(Items from a data source)
+++

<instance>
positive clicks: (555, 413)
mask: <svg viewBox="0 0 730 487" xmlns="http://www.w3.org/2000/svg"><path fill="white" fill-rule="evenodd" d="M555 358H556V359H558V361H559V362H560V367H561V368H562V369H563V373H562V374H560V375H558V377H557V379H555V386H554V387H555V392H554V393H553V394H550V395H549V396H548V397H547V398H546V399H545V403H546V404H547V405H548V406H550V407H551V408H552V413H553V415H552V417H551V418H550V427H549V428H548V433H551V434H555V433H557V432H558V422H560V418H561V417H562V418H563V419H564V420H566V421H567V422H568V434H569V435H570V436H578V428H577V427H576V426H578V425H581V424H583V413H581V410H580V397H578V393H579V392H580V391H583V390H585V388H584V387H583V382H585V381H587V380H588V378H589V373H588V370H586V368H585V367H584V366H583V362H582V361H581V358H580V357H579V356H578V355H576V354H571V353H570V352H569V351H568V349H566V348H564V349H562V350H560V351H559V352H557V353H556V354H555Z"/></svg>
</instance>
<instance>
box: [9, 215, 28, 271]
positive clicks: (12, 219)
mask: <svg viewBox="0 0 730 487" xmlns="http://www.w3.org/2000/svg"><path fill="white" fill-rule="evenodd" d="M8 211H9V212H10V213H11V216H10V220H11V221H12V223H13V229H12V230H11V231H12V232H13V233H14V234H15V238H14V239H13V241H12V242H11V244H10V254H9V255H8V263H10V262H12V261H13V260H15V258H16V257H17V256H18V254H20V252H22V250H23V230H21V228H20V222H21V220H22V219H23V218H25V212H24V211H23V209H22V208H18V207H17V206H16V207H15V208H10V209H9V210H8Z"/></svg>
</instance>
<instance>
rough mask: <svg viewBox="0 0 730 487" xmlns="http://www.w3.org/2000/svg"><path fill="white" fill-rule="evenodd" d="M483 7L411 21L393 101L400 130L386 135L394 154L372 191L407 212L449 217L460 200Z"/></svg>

+++

Work instruction:
Repeat the records above with every character intact.

Answer to the exercise:
<instance>
positive clicks: (555, 413)
mask: <svg viewBox="0 0 730 487" xmlns="http://www.w3.org/2000/svg"><path fill="white" fill-rule="evenodd" d="M555 358H556V359H558V361H559V362H560V367H561V368H562V369H563V373H562V374H560V375H558V377H557V379H555V386H554V387H555V392H554V393H553V394H550V395H549V396H548V397H547V398H546V399H545V403H546V404H547V405H548V406H550V407H551V408H552V413H553V415H552V417H551V418H550V427H549V428H548V433H551V434H555V433H557V432H558V422H560V418H561V417H562V418H563V419H564V420H566V421H567V422H568V434H569V435H570V436H578V428H577V427H576V426H578V425H581V424H583V413H581V410H580V397H578V393H579V392H580V391H583V390H585V388H584V387H583V382H585V381H587V380H588V378H589V373H588V370H586V368H585V367H584V366H583V362H582V361H581V358H580V357H579V356H578V355H576V354H571V353H570V352H569V351H568V349H566V348H564V349H562V350H560V351H559V352H557V353H556V354H555Z"/></svg>
</instance>
<instance>
box: [9, 215, 28, 271]
positive clicks: (12, 219)
mask: <svg viewBox="0 0 730 487" xmlns="http://www.w3.org/2000/svg"><path fill="white" fill-rule="evenodd" d="M8 211H9V212H10V213H11V216H10V220H11V221H12V223H13V229H12V230H11V231H12V232H13V233H14V234H15V238H14V239H13V241H12V242H11V244H10V254H9V255H8V263H10V262H12V261H13V260H15V258H16V257H17V256H18V254H20V252H22V250H23V230H21V228H20V222H21V220H22V219H23V218H25V212H24V211H23V209H22V208H18V207H17V206H16V207H15V208H10V209H9V210H8Z"/></svg>
</instance>
<instance>
rough mask: <svg viewBox="0 0 730 487" xmlns="http://www.w3.org/2000/svg"><path fill="white" fill-rule="evenodd" d="M483 7L411 21L393 101L400 130L386 135L394 154L372 191L407 212L449 217L460 200Z"/></svg>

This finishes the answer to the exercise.